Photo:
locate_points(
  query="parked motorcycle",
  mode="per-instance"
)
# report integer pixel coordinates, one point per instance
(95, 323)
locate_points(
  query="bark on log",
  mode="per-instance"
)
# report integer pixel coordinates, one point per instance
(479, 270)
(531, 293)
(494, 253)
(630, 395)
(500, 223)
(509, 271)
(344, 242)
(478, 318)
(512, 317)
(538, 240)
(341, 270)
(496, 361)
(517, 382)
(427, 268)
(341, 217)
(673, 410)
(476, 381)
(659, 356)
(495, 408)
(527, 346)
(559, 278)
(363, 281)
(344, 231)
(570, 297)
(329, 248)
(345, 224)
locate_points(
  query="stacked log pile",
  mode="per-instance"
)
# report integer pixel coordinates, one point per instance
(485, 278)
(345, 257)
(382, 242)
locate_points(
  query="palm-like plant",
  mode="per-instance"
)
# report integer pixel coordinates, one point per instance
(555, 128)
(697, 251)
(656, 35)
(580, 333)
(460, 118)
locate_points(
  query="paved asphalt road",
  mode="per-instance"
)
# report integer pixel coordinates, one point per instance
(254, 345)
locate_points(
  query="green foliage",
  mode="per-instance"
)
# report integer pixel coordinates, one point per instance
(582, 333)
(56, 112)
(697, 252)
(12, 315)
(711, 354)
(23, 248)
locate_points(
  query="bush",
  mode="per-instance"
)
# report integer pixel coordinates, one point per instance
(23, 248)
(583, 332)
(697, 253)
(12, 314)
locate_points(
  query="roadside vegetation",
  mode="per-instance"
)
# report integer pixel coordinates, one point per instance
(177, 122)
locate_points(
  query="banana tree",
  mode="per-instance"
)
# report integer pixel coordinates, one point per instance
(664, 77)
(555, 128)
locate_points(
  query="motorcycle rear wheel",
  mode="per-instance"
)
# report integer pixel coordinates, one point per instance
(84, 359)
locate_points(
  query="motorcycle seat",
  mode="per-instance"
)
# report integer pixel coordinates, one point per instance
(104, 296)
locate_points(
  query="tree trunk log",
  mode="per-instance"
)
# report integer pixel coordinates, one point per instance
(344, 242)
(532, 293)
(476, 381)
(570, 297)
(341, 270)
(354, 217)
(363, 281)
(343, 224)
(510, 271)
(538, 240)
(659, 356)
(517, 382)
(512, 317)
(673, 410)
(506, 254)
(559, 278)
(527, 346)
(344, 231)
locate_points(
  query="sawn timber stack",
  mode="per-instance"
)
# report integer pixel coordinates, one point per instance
==================================================
Task to carry out:
Write out the records again, exactly as given.

Task solution:
Photo:
locate_points(
  query="parked motorcycle",
  mode="per-instance"
)
# report integer pixel coordinates, one point per instance
(95, 323)
locate_points(
  query="bark on log",
  mode="per-instance"
)
# report integer pixel coordinates, one point per instance
(479, 270)
(531, 293)
(494, 253)
(630, 395)
(500, 223)
(509, 271)
(344, 242)
(478, 318)
(512, 317)
(538, 240)
(341, 270)
(496, 361)
(517, 382)
(427, 268)
(341, 217)
(673, 410)
(476, 381)
(659, 356)
(495, 408)
(527, 346)
(559, 278)
(363, 281)
(344, 231)
(570, 297)
(329, 248)
(345, 224)
locate_points(
  query="stacked log pile",
  mode="per-instance"
)
# report integer pixel coordinates, one point per instance
(485, 278)
(345, 257)
(382, 242)
locate_points(
  query="palm-like plant",
  mode="per-instance"
)
# report integer pixel coordinates, one point per instance
(555, 128)
(697, 251)
(656, 35)
(580, 333)
(460, 118)
locate_points(
  query="paved asphalt road",
  mode="per-instance"
)
# report integer pixel coordinates, one point per instance
(254, 345)
locate_points(
  query="green foliage",
  mode="per-instance"
)
# report integer pixel coordinates, one point per instance
(582, 333)
(56, 112)
(697, 252)
(12, 315)
(711, 354)
(23, 248)
locate_points(
  query="bush",
  mode="per-instance"
)
# report integer pixel coordinates, one point per instance
(23, 248)
(583, 332)
(697, 253)
(12, 314)
locate_points(
  query="roadside vegetation",
  mode="per-instance"
)
# report integer pixel coordinates, one point per instance
(177, 122)
locate_points(
  query="banana tree",
  mode="per-instance"
)
# report integer pixel coordinates, one point per instance
(664, 77)
(555, 128)
locate_points(
  query="motorcycle rear wheel",
  mode="per-instance"
)
# report integer pixel coordinates, one point per instance
(84, 359)
locate_points(
  query="motorcycle seat",
  mode="per-instance"
)
# report integer pixel coordinates, one point per instance
(104, 296)
locate_points(
  query="tree trunk log",
  mode="per-instance"
)
# report integer pixel coordinates, one point per instance
(344, 242)
(532, 293)
(476, 381)
(570, 297)
(341, 270)
(354, 217)
(363, 281)
(343, 224)
(510, 271)
(538, 240)
(659, 356)
(517, 382)
(512, 317)
(673, 410)
(506, 254)
(559, 278)
(527, 346)
(344, 231)
locate_points(
  query="sawn timber stack",
  mode="per-instance"
)
# report integer pixel coordinates, one point per instance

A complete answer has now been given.